:: What to do ::
1. In the text on UK tax competitiveness, where would the UK rank on the Tax Foundation's International Tax Competitiveness Index if all the reported tax increases were implemented?
2. Reproduce the passage of the text on UK tax competitiveness between "This study measures" and "these regimes are.", inclusive.

:: Text section ::
= Beginning of Section =

This study measures the competitiveness of all OECD countries by analysing corporate taxes, income taxes, property taxes, consumption taxes, and international tax rules, and assessing how pro-growth these regimes are.
However, joint research by the Centre for Policy Studies and the Tax Foundation has found that if the Government proceeds with its reported plans to raise corporation tax, capital gains tax and dividend tax, the UK’s international tax competitiveness would plummet.
The Treasury is reportedly considering increases in Corporation Tax and Capital Gains Tax in
order to plug the tax gap left by the pandemic, but the immediate need is to focus on growth and recovery – and raising taxes on productive investment, now or in the future, would damage the economy in the longer term
Analysis by the Centre for Policy Studies and the US-based Tax Foundation shows that our business tax regime, despite the low headline rates, is not as competitive as we think and increasing Corporation Tax would put us at a significant international disadvantage
The reported proposal to align dividend tax and Capital Gains Tax rates with Income Tax would leave us with the second-highest top rate on dividends and the highest top rate on capital gains for shares in the OECD.
Implementing all of the reported tax increases would see the UK drop to 30th out of 36 on the Tax Foundation’s International Tax Competitiveness Index – down from 22nd today.

= End of Section =

[Region pointing data]
= Beginning of Section =

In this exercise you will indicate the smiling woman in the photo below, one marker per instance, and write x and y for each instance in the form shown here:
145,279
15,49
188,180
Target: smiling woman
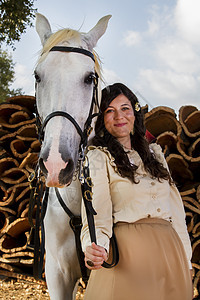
133,194
119,120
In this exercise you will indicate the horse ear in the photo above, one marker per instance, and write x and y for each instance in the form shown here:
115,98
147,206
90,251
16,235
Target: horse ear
97,31
43,28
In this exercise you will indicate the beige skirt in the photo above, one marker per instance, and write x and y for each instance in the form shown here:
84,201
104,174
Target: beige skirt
152,265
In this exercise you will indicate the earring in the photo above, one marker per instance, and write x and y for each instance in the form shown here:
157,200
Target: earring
137,106
132,131
101,133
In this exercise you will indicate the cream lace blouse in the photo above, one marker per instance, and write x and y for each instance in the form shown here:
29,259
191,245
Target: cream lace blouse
117,199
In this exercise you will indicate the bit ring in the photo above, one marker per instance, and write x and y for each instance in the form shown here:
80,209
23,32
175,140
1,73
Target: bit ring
90,263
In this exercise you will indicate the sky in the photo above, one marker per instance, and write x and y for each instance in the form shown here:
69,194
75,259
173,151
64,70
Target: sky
152,46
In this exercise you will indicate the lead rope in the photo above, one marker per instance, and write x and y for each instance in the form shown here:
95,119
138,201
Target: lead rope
86,186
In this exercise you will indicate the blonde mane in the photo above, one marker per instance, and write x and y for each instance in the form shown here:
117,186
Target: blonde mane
65,35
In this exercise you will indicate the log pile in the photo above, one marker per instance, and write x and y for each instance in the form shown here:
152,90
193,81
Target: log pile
180,141
19,148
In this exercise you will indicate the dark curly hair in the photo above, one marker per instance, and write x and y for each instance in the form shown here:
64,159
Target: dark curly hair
138,141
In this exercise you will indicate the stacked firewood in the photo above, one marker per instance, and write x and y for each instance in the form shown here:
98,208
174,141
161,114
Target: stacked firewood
19,148
180,141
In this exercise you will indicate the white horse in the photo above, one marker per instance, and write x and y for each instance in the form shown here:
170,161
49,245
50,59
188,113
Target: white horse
64,82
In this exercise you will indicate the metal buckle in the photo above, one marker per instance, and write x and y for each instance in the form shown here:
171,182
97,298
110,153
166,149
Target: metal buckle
88,195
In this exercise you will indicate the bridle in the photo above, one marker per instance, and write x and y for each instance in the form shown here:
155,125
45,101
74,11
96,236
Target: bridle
87,127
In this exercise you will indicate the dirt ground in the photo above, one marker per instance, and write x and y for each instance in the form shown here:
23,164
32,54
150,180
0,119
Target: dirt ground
11,289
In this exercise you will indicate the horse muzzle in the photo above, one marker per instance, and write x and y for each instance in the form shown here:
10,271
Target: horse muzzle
57,172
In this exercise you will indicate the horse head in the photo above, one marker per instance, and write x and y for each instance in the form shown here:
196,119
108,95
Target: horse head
64,83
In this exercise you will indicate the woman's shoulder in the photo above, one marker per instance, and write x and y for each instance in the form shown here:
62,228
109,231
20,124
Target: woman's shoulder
98,152
157,150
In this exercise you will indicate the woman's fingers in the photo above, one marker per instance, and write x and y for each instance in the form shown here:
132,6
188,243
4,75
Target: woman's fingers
95,256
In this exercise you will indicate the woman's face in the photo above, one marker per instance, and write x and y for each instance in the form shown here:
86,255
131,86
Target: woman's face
119,118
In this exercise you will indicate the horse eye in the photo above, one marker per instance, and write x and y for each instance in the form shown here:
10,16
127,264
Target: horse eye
89,79
37,77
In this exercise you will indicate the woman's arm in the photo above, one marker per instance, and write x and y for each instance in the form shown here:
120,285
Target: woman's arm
102,205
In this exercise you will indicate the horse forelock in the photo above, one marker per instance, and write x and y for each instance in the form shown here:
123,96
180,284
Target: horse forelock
66,35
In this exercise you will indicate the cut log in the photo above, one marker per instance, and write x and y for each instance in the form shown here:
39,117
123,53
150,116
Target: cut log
168,139
194,149
162,119
27,133
189,117
7,163
192,204
179,169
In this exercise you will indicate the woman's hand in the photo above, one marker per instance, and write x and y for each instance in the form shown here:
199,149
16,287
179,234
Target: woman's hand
95,256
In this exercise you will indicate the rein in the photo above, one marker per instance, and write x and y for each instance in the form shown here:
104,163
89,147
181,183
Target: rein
84,177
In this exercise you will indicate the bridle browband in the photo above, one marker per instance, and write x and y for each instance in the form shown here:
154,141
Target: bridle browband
73,49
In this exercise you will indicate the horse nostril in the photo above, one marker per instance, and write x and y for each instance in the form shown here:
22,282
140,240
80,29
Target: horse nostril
42,166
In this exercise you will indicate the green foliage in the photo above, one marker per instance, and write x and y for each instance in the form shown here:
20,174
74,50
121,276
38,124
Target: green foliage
15,16
7,76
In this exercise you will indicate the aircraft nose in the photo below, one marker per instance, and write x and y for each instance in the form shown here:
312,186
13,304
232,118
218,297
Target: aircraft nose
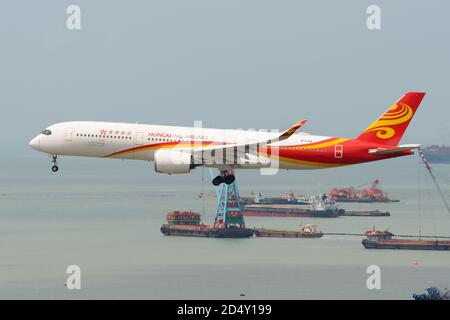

= End of Section =

:: Answers to each task ::
1. 30th out of 36, down from 22nd today.

2.
This study measures the competitiveness of all OECD countries by analysing corporate taxes, income taxes, property taxes, consumption taxes, and international tax rules, and assessing how pro-growth these regimes are.